▸ What is being asked
Reproduce the forum thread below about making Gmail show pictures by default, word for word from its title through the last post.

▸ Text
# Anyway to have Gmail always show pictures by default?



## black05x5 (Aug 7, 2011)

I find it annoying having to clck show pictures and then always show pictures when I get an email from someone new. Is there anyway to disable this feature and have Gmail always show pictures by default?


----------



## brkshr (Jun 16, 2011)

I think you have to select it at the top of the email for each sender. 'Always allow images from sender' or something like that

edit: sorry!!! just read the title, not the post. *shame on me*


----------



## yamaha83 (Dec 15, 2011)

i would like to know this as well...


----------



## Thrillhouse847 (Jul 24, 2011)

I find it somewhat...perhaps engaging is too strong a word, but certainly frustrating that one has to click "always show" every time a message is received from a new sender. And let's not forget that every time one wipes to flash a new rom, the process starts all over again...

Sent from my GNex


----------



## cvhovey (Jun 11, 2011)

I haven't had the chance to check on this, but when I was on Froyo & Gingerbread with my previous phones, there was a Gmail "hack" over on xda that did exactly what you were asking ... it always showed every picture by default. I just left myself a note to see if I can find the bookmark for that thread ... though no idea if anyone as done an update for ICS. If I find something, I'll post it here.

EDIT:

This is the thread I was thinking about, but doesn't look like its been updated in some while. I recall someone (or two) within the thread had tweaked subsequent versions of Gmail, but exactly how they did it, I don't know.

▸ Extracted entries

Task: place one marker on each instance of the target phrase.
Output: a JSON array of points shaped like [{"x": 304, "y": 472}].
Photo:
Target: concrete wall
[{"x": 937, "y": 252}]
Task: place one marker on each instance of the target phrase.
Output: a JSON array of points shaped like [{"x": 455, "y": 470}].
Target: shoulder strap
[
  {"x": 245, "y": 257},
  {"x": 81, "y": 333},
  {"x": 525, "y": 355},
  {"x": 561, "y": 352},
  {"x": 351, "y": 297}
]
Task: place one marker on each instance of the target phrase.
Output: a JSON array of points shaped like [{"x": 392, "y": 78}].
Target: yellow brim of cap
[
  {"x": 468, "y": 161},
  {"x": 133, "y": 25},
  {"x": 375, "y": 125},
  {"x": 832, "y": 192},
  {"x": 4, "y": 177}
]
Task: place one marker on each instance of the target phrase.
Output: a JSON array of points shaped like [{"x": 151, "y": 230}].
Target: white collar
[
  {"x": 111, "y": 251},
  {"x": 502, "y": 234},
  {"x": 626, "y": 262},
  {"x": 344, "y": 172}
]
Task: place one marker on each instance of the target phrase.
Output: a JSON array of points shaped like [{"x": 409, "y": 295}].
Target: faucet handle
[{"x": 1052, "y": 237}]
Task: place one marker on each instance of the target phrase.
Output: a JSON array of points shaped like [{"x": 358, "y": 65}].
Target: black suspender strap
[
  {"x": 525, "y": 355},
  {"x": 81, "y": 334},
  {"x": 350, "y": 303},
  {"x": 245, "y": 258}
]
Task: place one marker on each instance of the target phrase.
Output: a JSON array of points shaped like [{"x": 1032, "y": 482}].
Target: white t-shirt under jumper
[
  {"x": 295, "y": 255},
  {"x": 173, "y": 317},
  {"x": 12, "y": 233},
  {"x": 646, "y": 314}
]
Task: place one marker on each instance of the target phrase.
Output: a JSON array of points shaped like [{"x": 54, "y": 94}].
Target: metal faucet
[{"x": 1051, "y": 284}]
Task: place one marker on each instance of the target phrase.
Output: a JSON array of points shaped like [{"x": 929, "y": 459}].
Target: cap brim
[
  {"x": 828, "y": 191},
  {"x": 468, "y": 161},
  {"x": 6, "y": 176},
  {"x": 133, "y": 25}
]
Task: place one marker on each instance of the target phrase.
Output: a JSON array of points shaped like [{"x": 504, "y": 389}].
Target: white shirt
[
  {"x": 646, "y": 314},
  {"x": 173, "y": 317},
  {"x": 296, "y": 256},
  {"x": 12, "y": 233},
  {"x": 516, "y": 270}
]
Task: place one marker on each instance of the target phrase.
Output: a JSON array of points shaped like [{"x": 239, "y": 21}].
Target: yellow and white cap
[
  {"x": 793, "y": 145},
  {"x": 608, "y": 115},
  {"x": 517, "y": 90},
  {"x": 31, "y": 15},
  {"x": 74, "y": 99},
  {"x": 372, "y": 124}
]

▸ Result of this exercise
# Anyway to have Gmail always show pictures by default?



## black05x5 (Aug 7, 2011)

I find it annoying having to clck show pictures and then always show pictures when I get an email from someone new. Is there anyway to disable this feature and have Gmail always show pictures by default?


----------



## brkshr (Jun 16, 2011)

I think you have to select it at the top of the email for each sender. 'Always allow images from sender' or something like that

edit: sorry!!! just read the title, not the post. *shame on me*


----------



## yamaha83 (Dec 15, 2011)

i would like to know this as well...


----------



## Thrillhouse847 (Jul 24, 2011)

I find it somewhat...perhaps engaging is too strong a word, but certainly frustrating that one has to click "always show" every time a message is received from a new sender. And let's not forget that every time one wipes to flash a new rom, the process starts all over again...

Sent from my GNex


----------



## cvhovey (Jun 11, 2011)

I haven't had the chance to check on this, but when I was on Froyo & Gingerbread with my previous phones, there was a Gmail "hack" over on xda that did exactly what you were asking ... it always showed every picture by default. I just left myself a note to see if I can find the bookmark for that thread ... though no idea if anyone as done an update for ICS. If I find something, I'll post it here.

EDIT:

This is the thread I was thinking about, but doesn't look like its been updated in some while. I recall someone (or two) within the thread had tweaked subsequent versions of Gmail, but exactly how they did it, I don't know.